→ **Problem details**: Reproduce every entry exactly as shown.

□ □ □ □ □ □ □

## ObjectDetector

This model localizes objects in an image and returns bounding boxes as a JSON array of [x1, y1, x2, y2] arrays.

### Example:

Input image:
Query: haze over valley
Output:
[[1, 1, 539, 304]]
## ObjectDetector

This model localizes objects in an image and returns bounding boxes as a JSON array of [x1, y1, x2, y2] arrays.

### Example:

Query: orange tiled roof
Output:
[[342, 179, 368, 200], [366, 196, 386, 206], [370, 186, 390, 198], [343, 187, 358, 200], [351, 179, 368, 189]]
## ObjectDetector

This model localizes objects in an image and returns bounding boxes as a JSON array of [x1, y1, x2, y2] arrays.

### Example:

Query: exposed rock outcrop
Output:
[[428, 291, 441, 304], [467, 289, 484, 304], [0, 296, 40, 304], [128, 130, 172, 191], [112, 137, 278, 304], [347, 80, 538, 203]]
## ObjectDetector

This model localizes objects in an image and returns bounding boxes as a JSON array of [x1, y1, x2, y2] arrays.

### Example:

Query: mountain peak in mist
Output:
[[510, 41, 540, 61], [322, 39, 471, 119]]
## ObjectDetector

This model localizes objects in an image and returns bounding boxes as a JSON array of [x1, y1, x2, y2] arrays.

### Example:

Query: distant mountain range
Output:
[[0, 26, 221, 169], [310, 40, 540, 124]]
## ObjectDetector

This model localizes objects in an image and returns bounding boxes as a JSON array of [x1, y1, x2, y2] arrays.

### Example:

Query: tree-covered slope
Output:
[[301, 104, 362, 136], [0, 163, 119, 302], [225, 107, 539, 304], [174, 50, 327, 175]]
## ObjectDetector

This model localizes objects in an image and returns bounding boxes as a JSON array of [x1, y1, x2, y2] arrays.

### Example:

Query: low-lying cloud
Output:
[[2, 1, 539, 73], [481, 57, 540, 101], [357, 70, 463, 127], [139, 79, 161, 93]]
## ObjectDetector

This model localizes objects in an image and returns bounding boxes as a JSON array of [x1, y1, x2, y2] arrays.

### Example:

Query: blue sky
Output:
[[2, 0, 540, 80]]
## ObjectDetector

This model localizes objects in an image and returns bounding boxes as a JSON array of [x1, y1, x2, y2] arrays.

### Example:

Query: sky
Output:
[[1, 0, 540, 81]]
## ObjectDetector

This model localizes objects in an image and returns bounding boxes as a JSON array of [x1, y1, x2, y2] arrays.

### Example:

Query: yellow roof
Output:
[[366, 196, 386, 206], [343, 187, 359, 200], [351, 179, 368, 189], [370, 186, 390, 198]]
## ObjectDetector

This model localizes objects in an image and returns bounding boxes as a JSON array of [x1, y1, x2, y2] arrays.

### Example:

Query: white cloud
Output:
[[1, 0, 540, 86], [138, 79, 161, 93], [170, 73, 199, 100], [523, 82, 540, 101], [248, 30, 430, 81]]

□ □ □ □ □ □ □

→ **Completed exercise**:
## ObjectDetector

This model localizes objects in an image and returns bounding boxes as a JSON array of [x1, y1, x2, y2] arrays.

### Example:

Input image:
Query: haze over valley
Output:
[[1, 1, 539, 304]]
## ObjectDetector

This model localizes objects in an image and returns bounding boxes as a JSON array of [x1, y1, x2, y2] arrays.

### Example:

Query: orange tiled roof
Output:
[[342, 179, 368, 200], [366, 196, 386, 206], [370, 186, 390, 198], [343, 187, 358, 200], [351, 179, 368, 189]]
## ObjectDetector

This model localizes objects in an image and returns bounding boxes as a JSON array of [x1, y1, x2, y2] arrays.

### Example:

Query: exposed rock outcrop
Output:
[[428, 291, 441, 304], [467, 289, 484, 304], [0, 296, 40, 304], [128, 130, 172, 191], [112, 137, 278, 304], [347, 80, 538, 203]]
## ObjectDetector

This model localizes objects in an image and returns bounding boxes as a JSON array of [x1, y1, x2, y2] arrays.

### Example:

Query: mountain peak in mist
Output:
[[510, 41, 540, 61], [322, 39, 471, 119]]
## ObjectDetector

This model localizes objects in an image and returns bounding boxes as a JSON array of [x1, y1, x2, y2] arrays.

### Example:

Query: distant mountain range
Output:
[[0, 26, 221, 169], [310, 40, 540, 124]]
## ObjectDetector

This model localizes objects in an image and returns bounding boxes as a JSON array of [x1, y1, x2, y2] arrays.

### Example:

Query: tree-covered slope
Output:
[[301, 104, 362, 136], [0, 163, 119, 302], [225, 107, 539, 304], [174, 50, 327, 175]]
## ObjectDetector

This model localizes objects in an image and returns bounding boxes as a JSON array of [x1, y1, x2, y2] arrays.

### Example:

Query: low-lying cloud
Output:
[[2, 1, 539, 73], [481, 57, 540, 101], [357, 70, 463, 127], [139, 79, 161, 93]]
## ObjectDetector

This model localizes objects in an image and returns bounding boxes as a JSON array of [x1, y1, x2, y2] arrays.

### Example:

Query: blue sky
Output:
[[2, 0, 540, 80]]
## ObjectDetector

This model localizes objects in an image and returns bounding boxes as a JSON array of [x1, y1, x2, y2] arrays.

### Example:

Query: sky
Output:
[[1, 0, 540, 81]]
## ObjectDetector

This model localizes objects in an image and returns bounding boxes as a JSON array of [x1, y1, x2, y2] arrays.

### Example:

Query: yellow roof
Output:
[[366, 196, 386, 206], [343, 187, 359, 200], [351, 179, 368, 189], [370, 186, 390, 198]]
## ObjectDetector

This model localizes objects in an image and returns bounding boxes as a JSON array of [x1, y1, x2, y2] arrays.

### Example:

Query: white cloud
Output:
[[1, 0, 540, 86], [138, 79, 161, 93], [170, 73, 199, 100], [523, 82, 540, 101], [248, 30, 430, 81]]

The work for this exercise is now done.